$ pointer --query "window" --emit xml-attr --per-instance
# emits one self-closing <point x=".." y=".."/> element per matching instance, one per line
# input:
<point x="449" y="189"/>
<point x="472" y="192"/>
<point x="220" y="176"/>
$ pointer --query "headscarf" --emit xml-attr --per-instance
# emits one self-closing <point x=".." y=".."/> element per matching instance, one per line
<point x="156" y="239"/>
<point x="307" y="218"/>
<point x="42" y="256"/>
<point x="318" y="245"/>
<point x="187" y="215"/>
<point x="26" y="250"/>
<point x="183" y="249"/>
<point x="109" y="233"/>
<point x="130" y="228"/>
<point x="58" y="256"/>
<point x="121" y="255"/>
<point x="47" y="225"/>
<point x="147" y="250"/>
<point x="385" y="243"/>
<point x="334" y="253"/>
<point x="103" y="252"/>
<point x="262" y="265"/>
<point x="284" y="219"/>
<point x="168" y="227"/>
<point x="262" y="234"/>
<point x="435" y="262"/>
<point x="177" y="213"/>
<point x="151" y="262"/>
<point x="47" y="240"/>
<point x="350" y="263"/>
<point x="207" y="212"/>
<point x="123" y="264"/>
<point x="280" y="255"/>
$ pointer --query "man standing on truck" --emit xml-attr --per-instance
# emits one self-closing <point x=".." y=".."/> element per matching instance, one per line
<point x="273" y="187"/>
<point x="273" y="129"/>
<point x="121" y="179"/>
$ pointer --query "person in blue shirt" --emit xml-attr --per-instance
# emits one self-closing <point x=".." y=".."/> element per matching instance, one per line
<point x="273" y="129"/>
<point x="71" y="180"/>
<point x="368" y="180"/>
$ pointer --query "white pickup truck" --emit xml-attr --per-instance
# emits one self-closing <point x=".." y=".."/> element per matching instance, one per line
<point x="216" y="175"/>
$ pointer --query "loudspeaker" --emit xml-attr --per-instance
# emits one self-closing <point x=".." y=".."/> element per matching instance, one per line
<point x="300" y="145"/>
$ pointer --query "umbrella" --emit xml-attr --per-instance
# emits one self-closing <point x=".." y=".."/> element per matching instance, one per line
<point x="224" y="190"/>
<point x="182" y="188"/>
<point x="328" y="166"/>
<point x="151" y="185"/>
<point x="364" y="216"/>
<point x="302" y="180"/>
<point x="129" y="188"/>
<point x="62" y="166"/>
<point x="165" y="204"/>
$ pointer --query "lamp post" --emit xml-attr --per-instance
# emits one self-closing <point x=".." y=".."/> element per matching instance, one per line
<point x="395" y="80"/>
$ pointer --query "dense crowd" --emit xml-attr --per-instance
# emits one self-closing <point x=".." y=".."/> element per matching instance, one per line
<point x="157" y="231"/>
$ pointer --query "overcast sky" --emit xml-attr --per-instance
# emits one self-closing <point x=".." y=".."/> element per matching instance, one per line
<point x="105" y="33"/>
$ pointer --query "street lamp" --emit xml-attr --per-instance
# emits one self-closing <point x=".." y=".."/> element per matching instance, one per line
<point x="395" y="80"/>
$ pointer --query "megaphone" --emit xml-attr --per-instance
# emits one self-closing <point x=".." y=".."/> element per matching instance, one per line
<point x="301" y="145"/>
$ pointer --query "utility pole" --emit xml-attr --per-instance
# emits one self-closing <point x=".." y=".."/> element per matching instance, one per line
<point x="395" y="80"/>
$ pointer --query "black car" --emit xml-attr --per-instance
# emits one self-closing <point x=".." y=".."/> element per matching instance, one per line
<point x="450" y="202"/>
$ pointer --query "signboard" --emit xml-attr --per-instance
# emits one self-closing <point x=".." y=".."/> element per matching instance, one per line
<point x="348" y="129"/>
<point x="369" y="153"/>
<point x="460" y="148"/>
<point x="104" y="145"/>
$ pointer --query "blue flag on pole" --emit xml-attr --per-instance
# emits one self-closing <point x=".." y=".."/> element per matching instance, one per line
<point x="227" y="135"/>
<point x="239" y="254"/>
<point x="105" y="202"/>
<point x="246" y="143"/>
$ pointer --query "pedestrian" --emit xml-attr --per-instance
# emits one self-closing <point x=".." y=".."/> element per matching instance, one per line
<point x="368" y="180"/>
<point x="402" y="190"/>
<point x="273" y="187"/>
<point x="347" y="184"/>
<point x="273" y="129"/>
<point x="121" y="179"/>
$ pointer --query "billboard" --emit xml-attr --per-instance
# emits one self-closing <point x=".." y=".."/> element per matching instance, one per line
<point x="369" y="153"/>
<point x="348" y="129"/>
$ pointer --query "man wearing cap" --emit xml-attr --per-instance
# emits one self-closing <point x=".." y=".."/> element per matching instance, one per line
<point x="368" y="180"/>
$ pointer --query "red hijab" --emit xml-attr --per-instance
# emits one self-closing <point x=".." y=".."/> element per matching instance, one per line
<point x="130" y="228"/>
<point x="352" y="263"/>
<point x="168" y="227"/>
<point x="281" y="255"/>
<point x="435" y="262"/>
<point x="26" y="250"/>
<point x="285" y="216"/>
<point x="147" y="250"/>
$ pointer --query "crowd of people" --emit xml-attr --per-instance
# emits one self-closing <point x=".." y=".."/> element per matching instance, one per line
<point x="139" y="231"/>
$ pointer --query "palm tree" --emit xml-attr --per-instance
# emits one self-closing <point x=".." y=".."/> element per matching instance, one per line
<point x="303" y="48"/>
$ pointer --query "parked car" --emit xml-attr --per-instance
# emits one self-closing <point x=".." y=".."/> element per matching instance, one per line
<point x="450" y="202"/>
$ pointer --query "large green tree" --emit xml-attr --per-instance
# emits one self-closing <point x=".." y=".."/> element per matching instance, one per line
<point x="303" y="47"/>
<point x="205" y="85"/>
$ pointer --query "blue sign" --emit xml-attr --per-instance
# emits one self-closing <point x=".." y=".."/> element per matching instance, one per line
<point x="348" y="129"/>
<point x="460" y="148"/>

*Given request*: Repeat every line of the data, exactly and in full.

*The solution*:
$ pointer --query "window" --emit xml-attr --per-instance
# emits one self-closing <point x=".." y=".."/> element per matching instance, one per line
# input:
<point x="449" y="189"/>
<point x="472" y="192"/>
<point x="220" y="176"/>
$ pointer --query "headscarf" --emit xml-attr --per-instance
# emits one self-closing <point x=".." y=".."/> element per matching instance, one per line
<point x="156" y="239"/>
<point x="307" y="218"/>
<point x="42" y="256"/>
<point x="318" y="245"/>
<point x="187" y="215"/>
<point x="26" y="250"/>
<point x="183" y="249"/>
<point x="109" y="233"/>
<point x="130" y="228"/>
<point x="58" y="256"/>
<point x="121" y="255"/>
<point x="47" y="225"/>
<point x="147" y="250"/>
<point x="385" y="243"/>
<point x="334" y="253"/>
<point x="103" y="252"/>
<point x="262" y="265"/>
<point x="284" y="219"/>
<point x="168" y="227"/>
<point x="262" y="234"/>
<point x="435" y="262"/>
<point x="177" y="213"/>
<point x="151" y="262"/>
<point x="47" y="240"/>
<point x="350" y="263"/>
<point x="207" y="212"/>
<point x="123" y="264"/>
<point x="280" y="255"/>
$ pointer --query "man standing on truck" --emit xml-attr --per-instance
# emits one self-closing <point x=".." y=".."/> element per matching instance, one per line
<point x="273" y="187"/>
<point x="273" y="129"/>
<point x="121" y="179"/>
$ pointer --query "person in blue shirt" --emit xml-attr --per-instance
# emits one self-closing <point x=".." y=".."/> element per matching instance, one per line
<point x="273" y="129"/>
<point x="71" y="180"/>
<point x="368" y="180"/>
$ pointer --query "white pickup truck" --emit xml-attr --per-instance
# emits one self-closing <point x=".." y=".."/> element per matching instance, one per line
<point x="216" y="175"/>
$ pointer --query "loudspeaker" --emit xml-attr --per-instance
# emits one self-closing <point x=".." y=".."/> element per matching instance, one per line
<point x="300" y="145"/>
$ pointer --query "umbrella" --emit xml-attr --per-instance
# emits one self-closing <point x=".." y=".."/> element per matching instance, one per line
<point x="224" y="190"/>
<point x="182" y="188"/>
<point x="328" y="166"/>
<point x="151" y="185"/>
<point x="364" y="216"/>
<point x="302" y="180"/>
<point x="129" y="188"/>
<point x="62" y="166"/>
<point x="165" y="204"/>
$ pointer --query "lamp post" --emit xml-attr --per-instance
# emits one self-closing <point x=".." y=".."/> element per matching instance, one per line
<point x="395" y="80"/>
$ pointer --query "dense crowd" --emit xml-attr --per-instance
# emits one self-closing <point x=".." y=".."/> element per matching instance, one per line
<point x="157" y="231"/>
$ pointer --query "overcast sky" --emit xml-attr --per-instance
# emits one self-closing <point x=".." y=".."/> element per matching instance, one per line
<point x="105" y="33"/>
$ pointer --query "street lamp" --emit xml-attr --per-instance
# emits one self-closing <point x=".." y=".."/> element per matching instance, one per line
<point x="395" y="80"/>
$ pointer --query "megaphone" --emit xml-attr --per-instance
# emits one self-closing <point x=".." y=".."/> element per matching instance, one per line
<point x="301" y="145"/>
$ pointer --query "utility pole" --emit xml-attr --per-instance
# emits one self-closing <point x=".." y=".."/> element per matching instance, one per line
<point x="395" y="80"/>
$ pointer --query "black car" --emit xml-attr --per-instance
# emits one self-closing <point x=".." y=".."/> element per matching instance, one per line
<point x="450" y="202"/>
$ pointer --query "signboard" --emit xml-attr --per-instance
# emits one self-closing <point x=".." y=".."/> element per matching instance, one per line
<point x="348" y="129"/>
<point x="369" y="153"/>
<point x="460" y="148"/>
<point x="104" y="145"/>
$ pointer --query "blue flag on pole" --emit xml-attr --per-instance
# emits one self-closing <point x=".." y=".."/> element per matching instance, one per line
<point x="227" y="135"/>
<point x="239" y="254"/>
<point x="105" y="202"/>
<point x="246" y="143"/>
$ pointer --query "pedestrian" --emit xml-attr --per-instance
# emits one self-closing <point x=".." y=".."/> element per matching instance, one per line
<point x="368" y="180"/>
<point x="402" y="190"/>
<point x="273" y="187"/>
<point x="347" y="184"/>
<point x="273" y="129"/>
<point x="121" y="179"/>
$ pointer --query "billboard" --emit xml-attr --per-instance
# emits one self-closing <point x=".." y=".."/> element per matching instance, one per line
<point x="369" y="153"/>
<point x="348" y="129"/>
$ pointer --query "man wearing cap" --emit xml-attr --per-instance
# emits one self-closing <point x=".." y=".."/> element per matching instance, one per line
<point x="368" y="180"/>
$ pointer --query "red hijab" --emit xml-attr --per-instance
# emits one self-closing <point x=".." y=".."/> element per matching instance, one per line
<point x="130" y="228"/>
<point x="352" y="263"/>
<point x="168" y="227"/>
<point x="281" y="255"/>
<point x="435" y="262"/>
<point x="26" y="250"/>
<point x="285" y="216"/>
<point x="147" y="250"/>
$ pointer --query "crowd of people" --emit xml-attr --per-instance
# emits one self-closing <point x=".." y=".."/> element per matching instance, one per line
<point x="139" y="231"/>
$ pointer --query "palm tree" --emit xml-attr --per-instance
# emits one self-closing <point x=".." y=".."/> element per matching instance, one per line
<point x="303" y="48"/>
$ pointer --query "parked car" --emit xml-attr --per-instance
# emits one self-closing <point x=".." y=".."/> element per matching instance, one per line
<point x="450" y="202"/>
$ pointer --query "large green tree" --emit xml-attr --per-instance
# emits one self-closing <point x=".." y=".."/> element per matching instance, one per line
<point x="303" y="47"/>
<point x="205" y="85"/>
$ pointer --query "blue sign" --emit xml-attr --per-instance
# emits one self-closing <point x=".." y=".."/> element per matching instance, one per line
<point x="348" y="129"/>
<point x="460" y="148"/>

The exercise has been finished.